*WHAT YOU WILL DO*:
An exact copy of each line below is needed, with no images in it.

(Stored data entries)
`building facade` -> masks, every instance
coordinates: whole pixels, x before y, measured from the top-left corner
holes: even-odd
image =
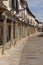
[[[7,4],[7,5],[6,5]],[[22,38],[36,32],[35,16],[26,0],[0,0],[0,45],[14,46]]]

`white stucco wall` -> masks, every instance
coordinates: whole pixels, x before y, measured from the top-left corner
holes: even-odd
[[[3,1],[3,4],[7,7],[8,10],[11,10],[11,7],[9,6],[9,0]]]
[[[19,9],[23,9],[23,8],[22,8],[22,5],[21,5],[21,3],[20,3],[20,0],[18,0],[18,2],[19,2]]]

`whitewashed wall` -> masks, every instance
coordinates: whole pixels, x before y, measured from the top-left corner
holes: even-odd
[[[9,6],[9,0],[3,1],[3,4],[7,7],[8,10],[11,10],[11,7]]]

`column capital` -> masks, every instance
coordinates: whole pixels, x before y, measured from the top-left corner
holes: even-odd
[[[5,11],[2,13],[2,16],[4,17],[4,19],[8,18]]]

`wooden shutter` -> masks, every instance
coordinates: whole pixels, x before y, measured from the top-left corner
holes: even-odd
[[[18,0],[16,0],[16,12],[17,13],[19,12],[19,3],[18,3]]]
[[[12,8],[16,9],[16,0],[12,0]]]
[[[18,0],[12,0],[12,8],[16,10],[16,12],[18,13],[18,9],[19,9]]]

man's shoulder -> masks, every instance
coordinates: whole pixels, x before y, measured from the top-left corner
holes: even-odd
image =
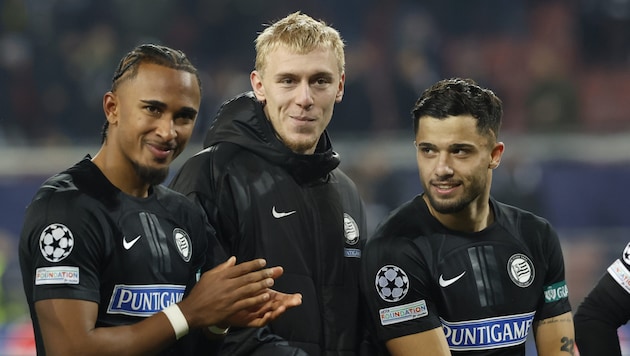
[[[239,164],[239,160],[249,156],[255,156],[255,154],[238,144],[219,142],[204,148],[188,158],[182,167],[196,167],[200,165],[225,167],[232,163]]]
[[[410,200],[385,217],[369,243],[373,245],[391,245],[403,243],[413,239],[422,238],[428,225],[423,223],[422,216],[418,214],[415,200]]]
[[[514,205],[492,200],[495,216],[504,225],[514,225],[519,229],[546,229],[551,226],[544,217]]]
[[[68,171],[57,173],[48,178],[37,190],[33,196],[33,202],[52,200],[63,196],[62,201],[68,201],[72,196],[84,194],[80,188],[81,180],[77,180],[73,174]]]

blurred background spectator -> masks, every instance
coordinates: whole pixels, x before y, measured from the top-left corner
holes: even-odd
[[[370,229],[420,192],[415,99],[471,77],[504,101],[493,194],[558,228],[577,306],[630,240],[630,0],[0,0],[1,355],[33,353],[15,260],[24,208],[95,153],[116,59],[143,42],[191,57],[204,87],[192,154],[219,105],[250,89],[257,32],[297,10],[346,41],[329,131]]]

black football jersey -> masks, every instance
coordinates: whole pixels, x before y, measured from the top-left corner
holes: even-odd
[[[557,234],[493,199],[495,221],[452,231],[421,196],[367,243],[362,286],[381,341],[441,326],[454,354],[525,355],[534,320],[571,310]]]
[[[151,189],[147,198],[129,196],[89,159],[41,186],[20,241],[39,350],[38,300],[93,301],[96,326],[116,326],[181,301],[194,285],[211,230],[188,198],[163,186]]]

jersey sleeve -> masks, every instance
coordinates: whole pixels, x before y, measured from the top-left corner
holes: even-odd
[[[617,329],[630,319],[630,243],[575,313],[581,355],[621,355]]]
[[[431,273],[412,239],[373,238],[364,250],[361,287],[381,341],[441,326]]]
[[[547,261],[541,304],[536,311],[536,320],[551,318],[571,311],[569,289],[565,279],[564,257],[556,231],[547,223],[542,234],[542,251]]]
[[[28,207],[22,230],[32,300],[99,302],[99,266],[106,246],[96,215],[75,193],[55,193]]]

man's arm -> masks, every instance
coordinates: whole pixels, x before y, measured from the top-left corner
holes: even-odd
[[[575,355],[571,312],[535,322],[534,337],[539,356]]]
[[[630,320],[628,275],[626,265],[615,261],[578,307],[574,321],[580,355],[621,355],[617,329]]]
[[[392,356],[450,356],[442,327],[388,340],[385,345]]]
[[[301,296],[269,290],[282,268],[261,270],[264,265],[264,260],[235,265],[230,258],[204,273],[190,295],[178,303],[188,328],[265,325],[286,308],[299,305]],[[40,300],[35,310],[48,355],[144,355],[176,340],[175,329],[163,312],[132,325],[97,328],[98,304],[91,301]]]
[[[153,354],[175,341],[164,313],[139,323],[96,328],[98,304],[75,299],[45,299],[35,303],[46,354]]]

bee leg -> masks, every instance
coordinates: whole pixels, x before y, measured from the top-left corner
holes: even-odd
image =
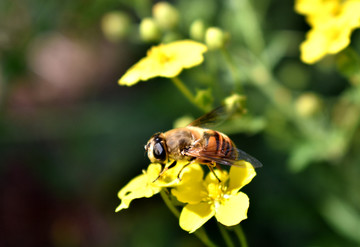
[[[155,178],[154,179],[154,181],[152,181],[153,183],[156,181],[156,180],[158,180],[169,168],[172,168],[172,167],[174,167],[176,165],[176,160],[174,160],[172,163],[171,163],[171,165],[169,165],[169,166],[165,166],[162,170],[161,170],[161,172],[159,173],[159,176],[157,176],[157,178]]]
[[[186,165],[184,165],[184,166],[181,168],[181,170],[179,171],[179,173],[178,173],[178,175],[177,175],[177,178],[179,179],[179,181],[181,181],[180,175],[181,175],[182,171],[184,170],[184,168],[187,167],[188,165],[192,164],[192,163],[193,163],[193,162],[191,161],[191,162],[187,163]]]
[[[218,170],[220,170],[220,171],[223,170],[223,168],[221,167],[221,165],[219,165],[218,163],[216,163],[216,169],[218,169]]]
[[[216,179],[219,181],[219,183],[221,183],[221,180],[220,180],[220,178],[216,175],[213,166],[211,166],[211,165],[209,165],[209,164],[206,164],[206,165],[209,167],[210,171],[214,174],[214,176],[215,176]]]
[[[161,175],[162,175],[166,170],[167,170],[167,169],[164,168],[164,169],[159,173],[159,176],[157,176],[157,178],[155,178],[154,181],[152,181],[152,182],[155,183],[156,180],[158,180],[158,179],[161,177]]]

*SOLUTION TO THIS TASK*:
`building facade` -> masks, every instance
coordinates: whole pixels, x before y, measured from the top-left corner
holes: even-odd
image =
[[[7,4],[7,5],[6,5]],[[22,38],[36,32],[35,16],[26,0],[0,0],[0,45],[14,46]]]

`white stucco wall` -> masks, every instance
coordinates: whole pixels, x before y, measured from the top-left corner
holes: even-odd
[[[3,1],[3,4],[7,7],[8,10],[11,10],[11,7],[9,6],[9,0]]]
[[[19,9],[23,9],[23,8],[22,8],[22,5],[21,5],[21,3],[20,3],[20,0],[18,0],[18,2],[19,2]]]

`whitewashed wall` -> masks, every instance
coordinates: whole pixels, x before y, measured from the top-left corner
holes: even-odd
[[[9,6],[9,0],[3,1],[3,4],[7,7],[8,10],[11,10],[11,7]]]

`column capital` -> masks, every instance
coordinates: whole pixels, x before y, measured from the top-left corner
holes: even-odd
[[[5,11],[2,13],[2,16],[4,17],[4,19],[8,18]]]

`wooden shutter` -> masks, every instance
coordinates: whole pixels, x before y, measured from the top-left corner
holes: even-odd
[[[18,0],[16,0],[16,12],[17,13],[19,12],[19,3],[18,3]]]
[[[12,8],[16,9],[16,0],[12,0]]]
[[[18,0],[12,0],[12,8],[16,10],[16,12],[18,13],[18,9],[19,9]]]

man's shoulder -> masks, every instance
coordinates: whole pixels, x before y, measured from the top-left corner
holes: even-odd
image =
[[[239,164],[239,160],[249,156],[255,156],[255,154],[238,144],[219,142],[204,148],[188,158],[182,167],[196,167],[200,165],[225,167],[232,163]]]
[[[410,200],[385,217],[369,243],[373,245],[391,245],[403,243],[413,239],[422,238],[428,225],[423,223],[422,216],[418,214],[415,200]]]
[[[514,205],[492,200],[495,216],[504,225],[514,225],[519,229],[546,229],[551,226],[544,217]]]
[[[68,171],[57,173],[48,178],[37,190],[33,196],[33,202],[52,200],[63,196],[62,201],[68,201],[72,196],[84,194],[80,188],[81,180],[77,180],[73,174]]]

blurred background spectator -> masks, every instance
coordinates: whole pixels, x before y, measured from the top-left corner
holes: even-odd
[[[370,229],[420,192],[415,99],[471,77],[504,101],[493,194],[558,228],[577,306],[630,240],[630,0],[0,0],[1,355],[33,353],[15,260],[24,208],[95,153],[116,59],[143,42],[191,57],[204,87],[192,154],[219,105],[250,89],[257,32],[297,10],[346,41],[329,131]]]

black football jersey -> masks, every instance
coordinates: whole pixels, x before y, measured from the top-left corner
holes: even-odd
[[[557,234],[493,199],[495,221],[452,231],[421,196],[367,243],[362,286],[381,341],[441,326],[454,354],[525,355],[534,320],[571,310]]]
[[[151,189],[147,198],[129,196],[89,159],[41,186],[20,241],[39,350],[38,300],[93,301],[96,326],[116,326],[181,301],[194,285],[211,230],[188,198],[163,186]]]

jersey sleeve -> masks, every instance
coordinates: whole pixels, x before y, measured from the top-left corner
holes: even-odd
[[[617,329],[630,319],[630,243],[575,313],[581,355],[621,355]]]
[[[431,273],[412,239],[373,238],[364,250],[361,287],[381,341],[441,326]]]
[[[547,261],[541,304],[536,311],[536,320],[551,318],[571,311],[569,289],[565,279],[564,257],[556,231],[547,223],[542,234],[542,251]]]
[[[28,207],[22,230],[32,300],[99,302],[99,266],[106,246],[96,215],[75,193],[55,193]]]

man's arm -> masks, every instance
coordinates: whole pixels, x before y, measured from the top-left corner
holes: even-odd
[[[575,355],[571,312],[535,322],[534,337],[539,356]]]
[[[630,320],[628,275],[626,265],[615,261],[578,307],[574,321],[580,355],[621,355],[617,329]]]
[[[392,356],[450,356],[442,327],[388,340],[385,345]]]
[[[301,296],[269,290],[282,268],[261,270],[264,265],[264,260],[235,265],[230,258],[204,273],[190,295],[178,303],[188,328],[265,325],[286,308],[299,305]],[[40,300],[35,310],[48,355],[144,355],[176,340],[175,329],[163,312],[132,325],[97,328],[98,304],[91,301]]]
[[[153,354],[175,341],[164,313],[139,323],[96,328],[98,304],[75,299],[45,299],[35,303],[46,354]]]

bee leg -> masks, every instance
coordinates: whole pixels, x before y, measured from the top-left corner
holes: even-odd
image =
[[[155,178],[154,179],[154,181],[152,181],[153,183],[156,181],[156,180],[158,180],[169,168],[172,168],[172,167],[174,167],[176,165],[176,160],[174,160],[172,163],[171,163],[171,165],[169,165],[169,166],[165,166],[162,170],[161,170],[161,172],[159,173],[159,176],[157,176],[157,178]]]
[[[186,165],[184,165],[184,166],[181,168],[181,170],[179,171],[179,173],[178,173],[178,175],[177,175],[177,178],[179,179],[179,181],[181,181],[180,175],[181,175],[182,171],[184,170],[184,168],[187,167],[188,165],[192,164],[192,163],[193,163],[193,162],[191,161],[191,162],[187,163]]]
[[[218,170],[220,170],[220,171],[223,170],[223,168],[221,167],[221,165],[219,165],[218,163],[216,163],[216,169],[218,169]]]
[[[216,179],[219,181],[219,183],[221,183],[221,180],[220,180],[220,178],[216,175],[213,166],[211,166],[211,165],[209,165],[209,164],[206,164],[206,165],[209,167],[210,171],[214,174],[214,176],[215,176]]]
[[[161,175],[162,175],[166,170],[167,170],[167,169],[164,168],[164,169],[159,173],[159,176],[157,176],[157,178],[155,178],[154,181],[152,181],[152,182],[155,183],[156,180],[158,180],[158,179],[161,177]]]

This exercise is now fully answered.